_Exercise directions_
Copy the records below exactly as they appear.

START Extracted material

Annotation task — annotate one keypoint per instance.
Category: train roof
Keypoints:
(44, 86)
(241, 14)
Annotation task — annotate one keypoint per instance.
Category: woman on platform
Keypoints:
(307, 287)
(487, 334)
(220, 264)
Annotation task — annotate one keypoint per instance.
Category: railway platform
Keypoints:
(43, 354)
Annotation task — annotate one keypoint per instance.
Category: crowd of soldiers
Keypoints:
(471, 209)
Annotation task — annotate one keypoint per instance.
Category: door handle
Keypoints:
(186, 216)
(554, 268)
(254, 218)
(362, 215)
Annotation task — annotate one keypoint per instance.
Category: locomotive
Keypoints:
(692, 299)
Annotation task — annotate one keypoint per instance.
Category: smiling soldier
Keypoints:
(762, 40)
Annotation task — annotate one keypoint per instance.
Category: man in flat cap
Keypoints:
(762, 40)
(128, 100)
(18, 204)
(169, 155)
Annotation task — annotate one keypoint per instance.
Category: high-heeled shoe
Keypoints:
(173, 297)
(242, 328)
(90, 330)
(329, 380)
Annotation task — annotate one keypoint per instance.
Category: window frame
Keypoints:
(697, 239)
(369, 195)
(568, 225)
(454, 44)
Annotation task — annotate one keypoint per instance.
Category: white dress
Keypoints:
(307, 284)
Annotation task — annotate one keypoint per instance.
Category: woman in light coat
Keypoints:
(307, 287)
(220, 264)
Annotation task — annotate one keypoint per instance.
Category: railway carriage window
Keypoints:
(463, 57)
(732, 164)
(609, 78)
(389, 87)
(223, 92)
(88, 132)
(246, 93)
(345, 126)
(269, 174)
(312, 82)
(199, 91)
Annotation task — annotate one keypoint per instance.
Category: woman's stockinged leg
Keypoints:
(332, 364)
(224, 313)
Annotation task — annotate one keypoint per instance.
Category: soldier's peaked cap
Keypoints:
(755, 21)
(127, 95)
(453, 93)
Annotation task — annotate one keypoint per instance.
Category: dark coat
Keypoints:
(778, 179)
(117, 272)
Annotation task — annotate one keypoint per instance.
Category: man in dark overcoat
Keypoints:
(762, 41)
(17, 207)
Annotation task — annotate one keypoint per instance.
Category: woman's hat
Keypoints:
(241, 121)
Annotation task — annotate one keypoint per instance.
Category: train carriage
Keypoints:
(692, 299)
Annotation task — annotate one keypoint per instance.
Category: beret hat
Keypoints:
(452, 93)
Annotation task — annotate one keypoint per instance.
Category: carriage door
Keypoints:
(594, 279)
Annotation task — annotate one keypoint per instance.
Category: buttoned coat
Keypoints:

END Extracted material

_Response box_
Annotation task — annotate one keypoint per instance.
Category: train roof
Keypoints:
(44, 86)
(241, 14)
Annotation task — annotate one keypoint per instance.
Category: woman on platform
Keypoints:
(307, 287)
(487, 334)
(220, 264)
Annotation task — annotate one keypoint per instance.
Category: railway platform
Keypoints:
(43, 354)
Annotation task — annotate one keypoint per instance.
Category: crowd of soldiers
Keypoints:
(471, 209)
Annotation task — annotate one keypoint per instance.
Category: door handle
Keypoints:
(186, 216)
(554, 268)
(254, 218)
(362, 215)
Annotation task — annotate one keypoint per instance.
Category: locomotive
Keypoints:
(692, 299)
Annotation task — annotate one keypoint per instance.
Category: smiling soldier
Keypoints:
(762, 40)
Annotation task — annotate one keypoint per instance.
Category: man in flat cap
Keypoints:
(762, 40)
(128, 100)
(18, 204)
(169, 155)
Annotation task — annotate one keypoint per instance.
Category: high-heeled shoe
Keypoints:
(173, 297)
(242, 328)
(90, 330)
(329, 380)
Annotation task — annotate one keypoint per instance.
Category: window frame
Keypoints:
(697, 239)
(369, 195)
(568, 225)
(454, 44)
Annotation task — annotate one keypoint per instance.
Category: white dress
Keypoints:
(307, 284)
Annotation task — annotate one keypoint per instance.
Category: woman in light coat
Keypoints:
(307, 287)
(220, 264)
Annotation task — annotate one keypoint per instance.
Category: railway carriage window
Keypoints:
(463, 57)
(732, 164)
(609, 78)
(389, 87)
(223, 92)
(88, 132)
(246, 93)
(345, 126)
(269, 174)
(312, 82)
(199, 91)
Annotation task — annotate one keypoint per instance.
Category: woman's stockinged leg
Keypoints:
(332, 364)
(224, 313)
Annotation task — annotate one keypoint per instance.
Category: soldier's peaked cap
Keypoints:
(755, 21)
(127, 95)
(453, 93)
Annotation task — annotate one keypoint per instance.
Category: dark coat
Keypoints:
(778, 179)
(117, 272)
Annotation task — annotate one keypoint per instance.
Category: man in dark overcoat
Keypoints:
(762, 41)
(17, 207)
Annotation task — annotate one keypoint per instance.
Category: woman's hat
Keypoints:
(241, 121)
Annotation task — annotate one keypoint per instance.
Category: train carriage
Keypoints:
(692, 299)
Annotation task — annotate one keypoint per instance.
Category: beret hat
Keypoints:
(452, 93)
Annotation task — annotate one keypoint per instance.
Category: carriage door
Keypoints:
(594, 279)
Annotation task — annotate one keypoint per instance.
Category: buttoned coat
Keypoints:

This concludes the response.